[Image annotation items]
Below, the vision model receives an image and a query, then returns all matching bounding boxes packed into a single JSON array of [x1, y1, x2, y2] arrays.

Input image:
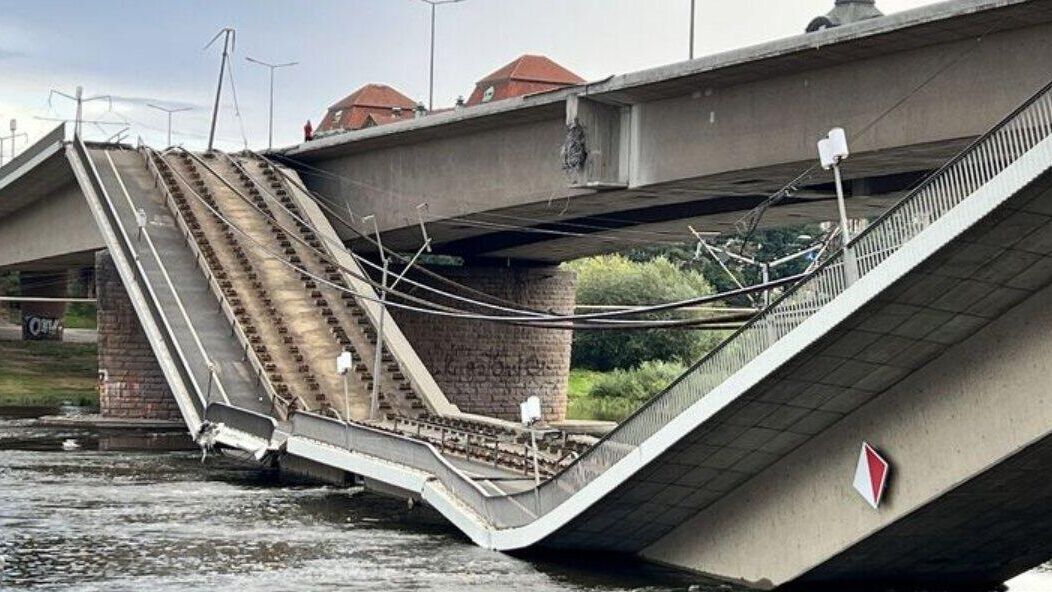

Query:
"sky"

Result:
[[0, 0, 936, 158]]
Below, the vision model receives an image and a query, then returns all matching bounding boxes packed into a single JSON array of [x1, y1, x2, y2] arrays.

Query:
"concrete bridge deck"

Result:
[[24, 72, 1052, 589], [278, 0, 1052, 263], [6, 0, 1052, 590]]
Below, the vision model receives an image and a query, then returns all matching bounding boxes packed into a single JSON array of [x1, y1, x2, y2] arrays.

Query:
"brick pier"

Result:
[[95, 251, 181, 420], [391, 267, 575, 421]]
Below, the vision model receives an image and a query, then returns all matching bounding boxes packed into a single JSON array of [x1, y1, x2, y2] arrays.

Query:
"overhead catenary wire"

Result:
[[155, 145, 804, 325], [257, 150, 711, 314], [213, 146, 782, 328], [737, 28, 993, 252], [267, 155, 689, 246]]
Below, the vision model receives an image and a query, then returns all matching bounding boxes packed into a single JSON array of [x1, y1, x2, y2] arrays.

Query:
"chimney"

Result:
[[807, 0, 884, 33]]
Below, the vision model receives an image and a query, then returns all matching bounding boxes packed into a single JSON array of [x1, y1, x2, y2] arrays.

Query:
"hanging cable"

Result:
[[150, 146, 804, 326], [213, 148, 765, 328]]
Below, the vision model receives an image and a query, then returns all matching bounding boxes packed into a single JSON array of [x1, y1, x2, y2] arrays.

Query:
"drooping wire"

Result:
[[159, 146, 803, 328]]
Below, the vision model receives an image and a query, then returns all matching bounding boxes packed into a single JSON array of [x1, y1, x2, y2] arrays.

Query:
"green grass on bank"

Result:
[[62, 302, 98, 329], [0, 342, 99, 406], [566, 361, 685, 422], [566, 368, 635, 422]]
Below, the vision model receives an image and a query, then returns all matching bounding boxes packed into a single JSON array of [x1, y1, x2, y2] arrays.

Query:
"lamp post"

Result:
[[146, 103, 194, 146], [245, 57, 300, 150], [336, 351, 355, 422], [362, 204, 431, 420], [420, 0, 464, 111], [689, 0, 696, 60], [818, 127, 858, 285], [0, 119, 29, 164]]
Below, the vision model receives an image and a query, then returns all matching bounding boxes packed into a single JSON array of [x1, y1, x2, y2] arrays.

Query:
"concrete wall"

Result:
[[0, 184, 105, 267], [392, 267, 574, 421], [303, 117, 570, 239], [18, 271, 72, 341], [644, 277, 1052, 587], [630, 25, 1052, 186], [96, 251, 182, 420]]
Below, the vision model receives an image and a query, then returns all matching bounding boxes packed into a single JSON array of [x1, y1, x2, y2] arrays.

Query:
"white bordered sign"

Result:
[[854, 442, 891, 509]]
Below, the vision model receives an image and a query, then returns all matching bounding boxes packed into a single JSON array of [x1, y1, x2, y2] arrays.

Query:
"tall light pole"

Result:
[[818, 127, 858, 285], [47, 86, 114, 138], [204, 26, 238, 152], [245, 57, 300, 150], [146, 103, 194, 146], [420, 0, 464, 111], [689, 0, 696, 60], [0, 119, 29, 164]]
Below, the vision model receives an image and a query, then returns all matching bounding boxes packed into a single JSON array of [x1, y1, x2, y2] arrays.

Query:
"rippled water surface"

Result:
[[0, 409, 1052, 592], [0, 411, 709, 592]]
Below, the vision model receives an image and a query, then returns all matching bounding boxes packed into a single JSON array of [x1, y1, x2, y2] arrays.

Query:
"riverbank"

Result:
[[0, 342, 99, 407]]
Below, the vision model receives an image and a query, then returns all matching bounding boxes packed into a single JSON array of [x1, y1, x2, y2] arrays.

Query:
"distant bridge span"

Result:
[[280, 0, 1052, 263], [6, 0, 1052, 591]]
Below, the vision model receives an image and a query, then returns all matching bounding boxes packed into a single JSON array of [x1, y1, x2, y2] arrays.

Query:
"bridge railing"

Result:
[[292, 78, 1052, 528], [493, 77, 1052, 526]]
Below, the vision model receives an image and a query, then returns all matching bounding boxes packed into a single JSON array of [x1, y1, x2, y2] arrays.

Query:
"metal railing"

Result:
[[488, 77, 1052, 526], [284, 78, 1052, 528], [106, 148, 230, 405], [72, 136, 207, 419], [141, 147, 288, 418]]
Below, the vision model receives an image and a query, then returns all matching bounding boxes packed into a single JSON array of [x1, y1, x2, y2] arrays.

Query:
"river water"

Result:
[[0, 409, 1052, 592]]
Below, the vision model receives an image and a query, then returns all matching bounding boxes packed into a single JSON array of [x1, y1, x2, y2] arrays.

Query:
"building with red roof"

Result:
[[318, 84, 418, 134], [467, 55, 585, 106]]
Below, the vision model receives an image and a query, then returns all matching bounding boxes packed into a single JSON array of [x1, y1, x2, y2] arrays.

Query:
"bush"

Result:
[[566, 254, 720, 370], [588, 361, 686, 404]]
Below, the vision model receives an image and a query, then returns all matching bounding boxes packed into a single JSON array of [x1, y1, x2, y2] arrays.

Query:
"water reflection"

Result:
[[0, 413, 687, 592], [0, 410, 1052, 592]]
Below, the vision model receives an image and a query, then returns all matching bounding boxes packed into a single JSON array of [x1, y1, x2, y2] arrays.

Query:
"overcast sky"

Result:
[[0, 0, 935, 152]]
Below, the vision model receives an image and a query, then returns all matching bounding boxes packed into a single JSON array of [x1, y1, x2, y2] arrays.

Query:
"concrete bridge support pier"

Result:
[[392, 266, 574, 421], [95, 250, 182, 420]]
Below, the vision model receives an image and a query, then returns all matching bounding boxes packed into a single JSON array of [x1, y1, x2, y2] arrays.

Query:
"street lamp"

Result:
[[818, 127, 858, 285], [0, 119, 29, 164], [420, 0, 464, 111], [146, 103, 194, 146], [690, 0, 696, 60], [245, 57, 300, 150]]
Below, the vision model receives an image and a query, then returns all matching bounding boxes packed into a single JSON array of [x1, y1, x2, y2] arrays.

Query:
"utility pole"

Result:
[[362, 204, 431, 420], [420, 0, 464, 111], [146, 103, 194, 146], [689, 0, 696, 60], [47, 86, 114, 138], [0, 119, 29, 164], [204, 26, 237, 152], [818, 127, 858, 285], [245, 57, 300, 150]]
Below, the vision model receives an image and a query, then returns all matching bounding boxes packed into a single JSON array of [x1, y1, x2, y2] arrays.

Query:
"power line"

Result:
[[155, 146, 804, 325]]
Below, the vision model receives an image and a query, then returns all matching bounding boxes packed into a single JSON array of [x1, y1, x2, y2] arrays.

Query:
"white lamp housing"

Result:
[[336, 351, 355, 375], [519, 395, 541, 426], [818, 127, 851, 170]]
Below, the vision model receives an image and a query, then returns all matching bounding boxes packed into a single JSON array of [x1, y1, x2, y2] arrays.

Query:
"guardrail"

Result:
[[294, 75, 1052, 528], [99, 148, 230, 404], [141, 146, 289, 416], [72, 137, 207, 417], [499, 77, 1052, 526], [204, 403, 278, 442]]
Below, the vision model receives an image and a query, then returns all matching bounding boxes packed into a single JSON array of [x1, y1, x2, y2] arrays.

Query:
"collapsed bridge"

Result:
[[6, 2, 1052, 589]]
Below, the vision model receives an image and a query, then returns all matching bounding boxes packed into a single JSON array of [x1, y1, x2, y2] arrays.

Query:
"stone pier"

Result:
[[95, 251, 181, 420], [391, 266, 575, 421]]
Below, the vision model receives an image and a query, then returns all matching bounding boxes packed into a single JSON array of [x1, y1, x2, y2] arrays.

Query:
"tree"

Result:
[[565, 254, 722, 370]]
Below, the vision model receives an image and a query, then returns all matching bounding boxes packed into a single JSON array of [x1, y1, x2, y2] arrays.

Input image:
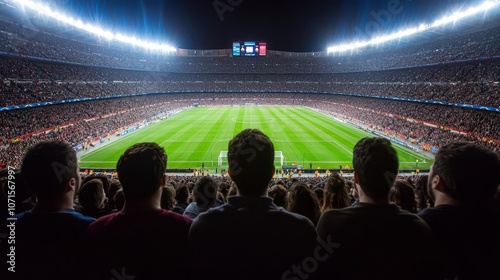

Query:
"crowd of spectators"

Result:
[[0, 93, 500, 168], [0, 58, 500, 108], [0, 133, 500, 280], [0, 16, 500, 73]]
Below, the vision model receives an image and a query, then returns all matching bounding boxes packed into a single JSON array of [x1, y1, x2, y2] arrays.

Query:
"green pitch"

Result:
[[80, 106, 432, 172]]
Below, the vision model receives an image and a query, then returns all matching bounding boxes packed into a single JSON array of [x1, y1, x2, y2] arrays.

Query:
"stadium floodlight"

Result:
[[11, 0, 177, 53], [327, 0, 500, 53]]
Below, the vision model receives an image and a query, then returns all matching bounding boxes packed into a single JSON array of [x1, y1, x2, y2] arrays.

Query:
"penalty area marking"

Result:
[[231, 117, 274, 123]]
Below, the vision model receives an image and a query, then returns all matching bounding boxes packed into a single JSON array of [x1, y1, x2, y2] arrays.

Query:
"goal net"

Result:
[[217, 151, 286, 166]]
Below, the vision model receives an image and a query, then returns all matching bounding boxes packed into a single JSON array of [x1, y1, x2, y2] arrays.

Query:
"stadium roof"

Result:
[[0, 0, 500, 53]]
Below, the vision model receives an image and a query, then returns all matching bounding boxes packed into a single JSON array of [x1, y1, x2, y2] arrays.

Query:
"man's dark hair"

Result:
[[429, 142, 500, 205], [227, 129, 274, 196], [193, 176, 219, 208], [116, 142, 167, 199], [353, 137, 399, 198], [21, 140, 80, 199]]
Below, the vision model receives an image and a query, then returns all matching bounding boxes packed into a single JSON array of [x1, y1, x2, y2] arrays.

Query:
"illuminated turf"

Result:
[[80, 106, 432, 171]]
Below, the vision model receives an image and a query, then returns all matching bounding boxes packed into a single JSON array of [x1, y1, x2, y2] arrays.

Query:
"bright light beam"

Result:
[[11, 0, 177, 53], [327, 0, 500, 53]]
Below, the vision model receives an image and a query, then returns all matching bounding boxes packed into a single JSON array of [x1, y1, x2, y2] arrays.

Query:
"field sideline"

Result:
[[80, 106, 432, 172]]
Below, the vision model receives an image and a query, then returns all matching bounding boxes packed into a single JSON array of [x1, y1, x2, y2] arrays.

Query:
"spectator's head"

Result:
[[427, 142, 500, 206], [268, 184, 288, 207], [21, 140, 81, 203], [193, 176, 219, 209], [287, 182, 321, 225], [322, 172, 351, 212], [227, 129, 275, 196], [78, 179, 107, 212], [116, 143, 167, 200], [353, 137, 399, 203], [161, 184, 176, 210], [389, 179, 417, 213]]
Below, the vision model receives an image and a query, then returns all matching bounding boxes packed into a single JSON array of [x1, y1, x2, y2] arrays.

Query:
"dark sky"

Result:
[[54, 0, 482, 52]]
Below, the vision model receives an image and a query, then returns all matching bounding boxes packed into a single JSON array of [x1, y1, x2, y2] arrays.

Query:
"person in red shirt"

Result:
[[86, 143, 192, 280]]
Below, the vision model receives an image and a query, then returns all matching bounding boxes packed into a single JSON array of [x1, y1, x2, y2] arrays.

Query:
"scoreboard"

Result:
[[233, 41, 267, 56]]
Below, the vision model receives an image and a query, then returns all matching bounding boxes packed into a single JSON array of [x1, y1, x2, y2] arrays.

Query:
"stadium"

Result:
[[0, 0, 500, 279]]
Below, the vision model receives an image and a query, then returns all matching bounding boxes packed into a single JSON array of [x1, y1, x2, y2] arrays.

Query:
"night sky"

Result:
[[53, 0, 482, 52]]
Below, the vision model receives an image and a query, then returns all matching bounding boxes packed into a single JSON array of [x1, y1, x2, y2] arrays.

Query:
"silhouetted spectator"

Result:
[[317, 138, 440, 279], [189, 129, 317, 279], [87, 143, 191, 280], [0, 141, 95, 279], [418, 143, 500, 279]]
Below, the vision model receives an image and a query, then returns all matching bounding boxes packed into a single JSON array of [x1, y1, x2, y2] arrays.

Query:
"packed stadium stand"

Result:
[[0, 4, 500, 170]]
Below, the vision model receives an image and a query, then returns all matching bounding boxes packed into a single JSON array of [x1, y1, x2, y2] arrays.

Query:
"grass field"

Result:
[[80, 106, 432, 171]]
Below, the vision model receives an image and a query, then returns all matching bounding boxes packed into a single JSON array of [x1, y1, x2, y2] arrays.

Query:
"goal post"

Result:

EXERCISE DIRECTIONS: Duplicate the items above word for word, from the start through the line that contains "[[807, 0, 884, 33]]". Leave the pictures out of your copy.

CORRECT RESULT:
Below, the vision model receives an image and a query, then returns all matching bounding boxes packed into a single JSON array of [x1, y1, x2, y2] arrays.

Input image:

Query:
"sky"

Result:
[[0, 0, 936, 158]]
Below, the vision model receives an image and a query, then returns all matching bounding boxes packed into a single JSON array of [x1, y1, x2, y2] arrays.

Query:
"concrete bridge deck"

Result:
[[24, 72, 1052, 589], [278, 0, 1052, 263], [6, 0, 1052, 590]]
Below, the vision model receives an image and a query, then returns all matching bounding boxes packed into a single JSON array of [x1, y1, x2, y2] arrays.

Query:
"brick pier"

Result:
[[95, 251, 181, 420], [391, 267, 575, 421]]
Below, the vision model receives an image and a query, then returns all matching bounding boxes packed into a single JSON array of [x1, y1, x2, y2] arrays.

Query:
"overhead catenary wire"

Result:
[[155, 145, 804, 325], [257, 150, 711, 314], [213, 146, 782, 328], [737, 28, 993, 252], [267, 155, 689, 246]]
Below, the vision model receives an image and a query, then returns all matching bounding boxes packed into a single JSON array of [x1, y1, x2, y2] arrays.

Query:
"chimney"

Result:
[[807, 0, 884, 33]]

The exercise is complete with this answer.